Exercise aim
Repeat the entries that appear below, exactly as they are given.

Input records
==*==
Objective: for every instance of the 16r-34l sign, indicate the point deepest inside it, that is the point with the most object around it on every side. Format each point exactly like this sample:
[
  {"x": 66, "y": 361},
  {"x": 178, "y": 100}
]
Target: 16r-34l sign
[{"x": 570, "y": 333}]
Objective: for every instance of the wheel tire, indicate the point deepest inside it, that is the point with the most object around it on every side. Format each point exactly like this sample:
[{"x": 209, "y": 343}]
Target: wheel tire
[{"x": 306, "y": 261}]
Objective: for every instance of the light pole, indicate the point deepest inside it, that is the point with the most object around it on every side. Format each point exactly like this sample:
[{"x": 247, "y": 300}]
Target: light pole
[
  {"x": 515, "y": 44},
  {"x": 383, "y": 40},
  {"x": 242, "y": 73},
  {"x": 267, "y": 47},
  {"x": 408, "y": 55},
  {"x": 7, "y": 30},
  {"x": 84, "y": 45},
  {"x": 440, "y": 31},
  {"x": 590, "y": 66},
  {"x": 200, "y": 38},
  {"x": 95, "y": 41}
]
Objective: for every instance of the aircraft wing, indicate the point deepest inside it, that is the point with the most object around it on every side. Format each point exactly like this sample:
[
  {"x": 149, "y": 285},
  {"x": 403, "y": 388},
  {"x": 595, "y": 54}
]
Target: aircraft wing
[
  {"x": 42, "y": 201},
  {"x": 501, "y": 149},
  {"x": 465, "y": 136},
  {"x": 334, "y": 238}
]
==*==
Reply
Objective: for every instance of the 16r-34l sign, indicate the point deepest inside it, that is the point with the most object around it on every side. Format each point exactly like this sample:
[
  {"x": 66, "y": 361},
  {"x": 178, "y": 100}
]
Target: 16r-34l sign
[{"x": 570, "y": 333}]
Objective: for every instance of the wheel tire, indicate the point deepest inside it, that is the point with the most object around it on every side. Format each point exactly like this sample:
[{"x": 209, "y": 343}]
Target: wheel tire
[{"x": 306, "y": 261}]
Objective: for every instance of the light pole, indicate the point deepest inside it, that is the point with the most object around it on every side. Format each point exactly like this sample:
[{"x": 247, "y": 300}]
Target: light pole
[
  {"x": 515, "y": 44},
  {"x": 383, "y": 40},
  {"x": 242, "y": 73},
  {"x": 267, "y": 47},
  {"x": 408, "y": 55},
  {"x": 7, "y": 30},
  {"x": 84, "y": 45},
  {"x": 440, "y": 31},
  {"x": 590, "y": 66},
  {"x": 200, "y": 38},
  {"x": 95, "y": 41}
]
Objective: for every instance of the aircraft wing, indicate the point deepest inside it, that is the point with the most object around it on every side. Format each point exactly like this sample:
[
  {"x": 149, "y": 285},
  {"x": 403, "y": 388},
  {"x": 595, "y": 54}
]
Target: aircraft wing
[
  {"x": 42, "y": 201},
  {"x": 501, "y": 149},
  {"x": 465, "y": 136},
  {"x": 334, "y": 238}
]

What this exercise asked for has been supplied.